Document excerpt:
--

The Israelites grumble against Moses and Aaron for bringing them out of the land of Egypt “as we sat by our fleshpots and ate our fill of bread.” Leave it to God’s creatures even His most beloved. True to their nature, human beings are prone to sin. When Moses was on Mount Sinai receiving from the Lord the Law that Israel was to obey, Moses is conversing with God! What do the Israelites do? It is past belief! He comes down from the mountain, Moses, and what does he find? He found that Aaron, oh no not Aaron, Aaron allowed himself to be prevailed upon by the Jews to make a golden calf, and there they were. Moses, fresh from conversing with Yahweh, finds these stupid Israelites adoring a golden calf. This so angered the Lord that He threatened, as He said, “To consume them.” Moses pleaded, begged, “Lord I know these people have hard hearts. I know they are wicked. I know they are rebellious, but have mercy on them.” Still on their way to the Promised Land the Israelites complained against Moses, because, you just cannot please human beings. First they complained that they did not have the fleshpots of Egypt. Then the Lord works miracles. Sends them manna and they complain, “We see nothing more than manna.” Oh no! The Lord was angry with His people, and we are told, quote “Struck them with a mighty plague.”

Before we go on let me remind you, the wickedness of our modern Israelites, to speak of our own fellow American citizens, will not go unpunished, let me repeat, the days are numbered. God is not mocked. And by now one Divine communication after another in which the Mother of God appears and the Church approves are communications, warning repent, do penance, otherwise, not I say this, but Christ says it, “You will all likewise perish”. And we are only in the book of Numbers, still one of the five first books of the Bible, the Pentateuch, one deluge of sin after another.

On the eve of entering the Promised Land, which he was never to see, Moses told the people what the Lord had instructed him to say. I forbear quoting the entire text. It is Deuteronomy 30:15-20. Just before he was called into eternity, Moses one last time pleaded with his people. “I leave before you life and death, choose life and you will be happy. God will reward you beyond your fondest dreams, if you obey Him. But God will punish you beyond your worst nightmares if you disobey Him.” But, as the subsequence history of Israel shows the chosen people were almost habitually wavering between fidelity to Yahweh and estrangement from Him. Prophet after prophet was sent to warn them and urge them to mend their ways, and the warnings of the prophets all came true. So they repented temporarily, and after awhile disloyalty again, and again just retribution from the Lord. All of this is preliminary to the Incarnation.

--

To-do list:
[A] Reproduce the Moses passage word for word, starting at the words "Before we go" and stopping after "sin after another.".
[B] According to the Moses passage, why did the Lord threaten to consume the Israelites?
The rows have no connection to the Moses passage.

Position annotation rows
--

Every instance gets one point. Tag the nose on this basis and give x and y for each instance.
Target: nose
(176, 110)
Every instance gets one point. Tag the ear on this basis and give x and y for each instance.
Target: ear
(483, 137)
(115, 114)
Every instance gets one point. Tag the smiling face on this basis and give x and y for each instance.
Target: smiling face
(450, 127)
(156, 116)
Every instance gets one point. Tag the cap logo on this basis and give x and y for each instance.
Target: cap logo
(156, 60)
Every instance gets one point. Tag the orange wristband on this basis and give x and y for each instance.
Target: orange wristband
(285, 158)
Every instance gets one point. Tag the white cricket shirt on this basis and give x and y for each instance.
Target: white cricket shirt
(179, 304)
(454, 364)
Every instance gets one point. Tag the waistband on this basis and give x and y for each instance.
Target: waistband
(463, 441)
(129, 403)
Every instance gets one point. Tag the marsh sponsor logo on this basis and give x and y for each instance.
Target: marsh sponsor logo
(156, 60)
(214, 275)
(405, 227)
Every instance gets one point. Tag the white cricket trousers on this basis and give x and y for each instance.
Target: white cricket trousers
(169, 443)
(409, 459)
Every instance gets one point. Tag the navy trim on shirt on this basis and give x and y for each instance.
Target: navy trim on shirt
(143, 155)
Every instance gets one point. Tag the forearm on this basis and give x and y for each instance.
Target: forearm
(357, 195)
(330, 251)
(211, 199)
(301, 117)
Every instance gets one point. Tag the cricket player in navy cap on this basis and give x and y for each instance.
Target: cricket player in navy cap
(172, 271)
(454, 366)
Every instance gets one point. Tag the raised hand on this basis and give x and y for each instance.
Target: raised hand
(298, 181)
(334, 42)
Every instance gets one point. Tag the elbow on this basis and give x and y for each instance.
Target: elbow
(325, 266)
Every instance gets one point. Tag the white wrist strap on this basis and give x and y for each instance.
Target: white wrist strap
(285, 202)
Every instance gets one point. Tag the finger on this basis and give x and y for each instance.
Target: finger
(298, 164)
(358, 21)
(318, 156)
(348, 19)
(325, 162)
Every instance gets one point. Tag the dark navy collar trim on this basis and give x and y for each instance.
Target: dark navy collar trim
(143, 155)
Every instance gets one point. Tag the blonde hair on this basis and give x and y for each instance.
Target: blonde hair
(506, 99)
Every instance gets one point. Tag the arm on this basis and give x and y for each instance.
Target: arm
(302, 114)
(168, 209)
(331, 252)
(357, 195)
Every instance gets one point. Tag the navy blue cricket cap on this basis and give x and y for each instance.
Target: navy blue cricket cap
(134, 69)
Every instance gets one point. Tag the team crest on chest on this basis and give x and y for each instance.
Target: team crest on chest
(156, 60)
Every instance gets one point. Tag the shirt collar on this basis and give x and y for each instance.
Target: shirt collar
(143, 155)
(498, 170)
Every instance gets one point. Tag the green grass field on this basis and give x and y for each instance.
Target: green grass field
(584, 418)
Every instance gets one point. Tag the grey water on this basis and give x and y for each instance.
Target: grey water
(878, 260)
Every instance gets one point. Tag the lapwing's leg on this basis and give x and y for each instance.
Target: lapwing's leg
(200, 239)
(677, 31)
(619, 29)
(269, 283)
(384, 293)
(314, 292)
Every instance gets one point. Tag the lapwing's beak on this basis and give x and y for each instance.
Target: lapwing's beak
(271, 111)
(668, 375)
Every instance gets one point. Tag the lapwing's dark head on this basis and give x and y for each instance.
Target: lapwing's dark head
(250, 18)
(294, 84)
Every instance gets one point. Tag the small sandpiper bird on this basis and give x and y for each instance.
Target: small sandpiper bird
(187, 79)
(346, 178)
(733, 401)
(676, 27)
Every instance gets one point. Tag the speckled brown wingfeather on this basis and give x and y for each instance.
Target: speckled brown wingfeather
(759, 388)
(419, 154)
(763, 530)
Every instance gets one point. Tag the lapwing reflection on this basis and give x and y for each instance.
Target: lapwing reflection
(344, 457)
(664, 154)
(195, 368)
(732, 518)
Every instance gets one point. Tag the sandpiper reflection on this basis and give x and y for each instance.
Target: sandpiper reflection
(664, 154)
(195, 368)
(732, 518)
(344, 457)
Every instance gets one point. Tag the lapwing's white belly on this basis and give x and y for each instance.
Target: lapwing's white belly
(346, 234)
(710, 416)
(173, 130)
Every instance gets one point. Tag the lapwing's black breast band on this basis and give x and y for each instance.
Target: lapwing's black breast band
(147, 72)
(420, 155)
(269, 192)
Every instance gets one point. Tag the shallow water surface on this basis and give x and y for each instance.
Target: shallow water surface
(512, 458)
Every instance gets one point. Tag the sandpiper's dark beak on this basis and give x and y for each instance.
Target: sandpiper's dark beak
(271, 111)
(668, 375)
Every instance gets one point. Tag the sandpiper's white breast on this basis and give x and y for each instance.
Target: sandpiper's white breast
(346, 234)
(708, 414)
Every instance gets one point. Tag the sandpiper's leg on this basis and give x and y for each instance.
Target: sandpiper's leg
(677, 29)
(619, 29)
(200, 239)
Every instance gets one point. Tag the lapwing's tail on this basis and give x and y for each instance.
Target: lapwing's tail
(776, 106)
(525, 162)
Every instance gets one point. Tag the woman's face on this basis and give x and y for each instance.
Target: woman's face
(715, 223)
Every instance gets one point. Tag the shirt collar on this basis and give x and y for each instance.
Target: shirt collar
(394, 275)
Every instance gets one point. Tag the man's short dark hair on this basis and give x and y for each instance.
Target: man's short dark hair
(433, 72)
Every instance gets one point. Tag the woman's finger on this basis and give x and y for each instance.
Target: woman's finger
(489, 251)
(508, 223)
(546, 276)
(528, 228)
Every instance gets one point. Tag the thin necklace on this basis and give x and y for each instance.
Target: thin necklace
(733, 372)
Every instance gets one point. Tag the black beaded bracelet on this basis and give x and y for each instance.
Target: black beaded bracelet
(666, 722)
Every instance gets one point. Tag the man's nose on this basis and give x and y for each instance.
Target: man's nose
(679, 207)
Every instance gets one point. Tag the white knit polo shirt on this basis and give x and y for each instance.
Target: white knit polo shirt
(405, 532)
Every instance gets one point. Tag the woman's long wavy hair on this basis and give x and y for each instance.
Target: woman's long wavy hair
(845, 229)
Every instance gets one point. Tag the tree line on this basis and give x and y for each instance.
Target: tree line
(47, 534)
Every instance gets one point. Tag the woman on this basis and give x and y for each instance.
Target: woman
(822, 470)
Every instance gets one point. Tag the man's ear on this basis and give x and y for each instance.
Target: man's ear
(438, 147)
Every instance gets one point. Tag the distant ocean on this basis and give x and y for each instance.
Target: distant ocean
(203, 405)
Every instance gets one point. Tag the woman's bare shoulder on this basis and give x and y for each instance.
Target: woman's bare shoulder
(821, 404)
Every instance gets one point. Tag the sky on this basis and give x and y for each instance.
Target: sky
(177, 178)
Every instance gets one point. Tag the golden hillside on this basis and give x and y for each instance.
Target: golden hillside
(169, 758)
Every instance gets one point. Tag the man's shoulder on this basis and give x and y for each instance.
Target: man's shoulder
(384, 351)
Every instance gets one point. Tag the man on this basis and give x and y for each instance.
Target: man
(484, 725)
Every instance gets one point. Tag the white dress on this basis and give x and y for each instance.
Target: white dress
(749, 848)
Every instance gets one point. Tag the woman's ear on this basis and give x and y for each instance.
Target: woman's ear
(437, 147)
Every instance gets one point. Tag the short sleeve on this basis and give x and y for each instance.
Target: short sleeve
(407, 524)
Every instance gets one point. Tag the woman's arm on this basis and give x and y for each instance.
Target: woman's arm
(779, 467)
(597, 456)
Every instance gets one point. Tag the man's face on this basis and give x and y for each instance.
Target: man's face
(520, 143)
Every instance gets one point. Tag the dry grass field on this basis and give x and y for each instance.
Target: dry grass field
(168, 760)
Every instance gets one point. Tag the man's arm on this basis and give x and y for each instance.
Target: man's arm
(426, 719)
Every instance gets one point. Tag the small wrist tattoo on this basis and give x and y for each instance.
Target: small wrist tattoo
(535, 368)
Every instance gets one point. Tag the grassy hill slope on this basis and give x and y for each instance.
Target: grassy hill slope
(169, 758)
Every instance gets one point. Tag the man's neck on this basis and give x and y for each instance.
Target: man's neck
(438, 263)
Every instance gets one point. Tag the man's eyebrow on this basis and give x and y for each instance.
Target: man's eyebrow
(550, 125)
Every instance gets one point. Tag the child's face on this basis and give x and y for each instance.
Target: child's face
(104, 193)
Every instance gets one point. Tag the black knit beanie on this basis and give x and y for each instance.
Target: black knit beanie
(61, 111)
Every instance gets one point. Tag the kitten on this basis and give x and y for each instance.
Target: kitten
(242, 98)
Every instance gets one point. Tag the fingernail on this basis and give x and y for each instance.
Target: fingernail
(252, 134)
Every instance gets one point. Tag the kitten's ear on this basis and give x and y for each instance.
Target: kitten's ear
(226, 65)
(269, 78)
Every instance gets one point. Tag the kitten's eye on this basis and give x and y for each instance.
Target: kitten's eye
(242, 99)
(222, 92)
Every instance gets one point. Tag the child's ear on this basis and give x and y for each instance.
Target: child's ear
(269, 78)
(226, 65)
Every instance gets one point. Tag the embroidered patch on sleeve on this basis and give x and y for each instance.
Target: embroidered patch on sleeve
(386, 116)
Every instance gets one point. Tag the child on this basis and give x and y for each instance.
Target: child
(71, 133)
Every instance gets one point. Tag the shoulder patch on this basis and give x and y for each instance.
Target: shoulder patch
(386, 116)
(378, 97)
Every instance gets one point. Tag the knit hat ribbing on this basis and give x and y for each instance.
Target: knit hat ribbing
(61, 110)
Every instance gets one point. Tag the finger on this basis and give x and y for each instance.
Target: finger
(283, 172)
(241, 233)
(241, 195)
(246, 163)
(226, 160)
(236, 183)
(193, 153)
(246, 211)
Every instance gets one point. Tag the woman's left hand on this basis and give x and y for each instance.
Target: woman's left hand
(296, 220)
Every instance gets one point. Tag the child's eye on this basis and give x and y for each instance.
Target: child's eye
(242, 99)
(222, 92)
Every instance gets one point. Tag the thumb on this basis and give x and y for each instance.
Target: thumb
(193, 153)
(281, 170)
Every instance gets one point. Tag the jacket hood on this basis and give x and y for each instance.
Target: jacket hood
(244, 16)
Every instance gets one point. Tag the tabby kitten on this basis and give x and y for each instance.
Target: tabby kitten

--

Written answers:
[A]
Before we go on let me remind you, the wickedness of our modern Israelites, to speak of our own fellow American citizens, will not go unpunished, let me repeat, the days are numbered. God is not mocked. And by now one Divine communication after another in which the Mother of God appears and the Church approves are communications, warning repent, do penance, otherwise, not I say this, but Christ says it, “You will all likewise perish”. And we are only in the book of Numbers, still one of the five first books of the Bible, the Pentateuch, one deluge of sin after another.

[B] While Moses was on Mount Sinai receiving the Law, the Israelites got Aaron to make a golden calf. When Moses came down, he found them adoring it. This angered the Lord so much that He threatened to consume them.